WHAT TO WORK ON: Write out exactly the line containing "Mark every instance of the green" along with each line that follows it in the records below, and no others.
_ _ _ _ _ _ _
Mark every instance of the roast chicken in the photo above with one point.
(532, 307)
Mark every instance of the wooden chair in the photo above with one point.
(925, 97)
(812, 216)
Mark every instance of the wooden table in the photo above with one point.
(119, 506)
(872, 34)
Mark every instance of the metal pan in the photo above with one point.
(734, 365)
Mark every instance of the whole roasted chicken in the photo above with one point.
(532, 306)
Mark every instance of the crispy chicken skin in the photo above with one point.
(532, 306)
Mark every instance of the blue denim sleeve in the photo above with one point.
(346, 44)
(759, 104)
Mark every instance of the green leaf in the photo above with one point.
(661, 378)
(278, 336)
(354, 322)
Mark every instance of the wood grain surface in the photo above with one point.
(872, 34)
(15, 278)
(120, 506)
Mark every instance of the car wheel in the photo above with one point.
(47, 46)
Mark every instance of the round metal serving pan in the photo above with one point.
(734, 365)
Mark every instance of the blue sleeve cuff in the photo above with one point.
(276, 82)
_ _ _ _ _ _ _
RESPONSE AREA:
Mark every instance of the green leaf in the photo above with one point.
(661, 378)
(278, 336)
(354, 322)
Mark every instance of the wood grain surface in the photo above with one point.
(872, 34)
(15, 278)
(120, 506)
Mark every instance of the car wheel in the photo above with one point.
(47, 46)
Mark every instance of the round metal serving pan in the photo above with one point.
(734, 365)
Mark every instance of the blue sleeve cuff in the photo above with one point.
(276, 82)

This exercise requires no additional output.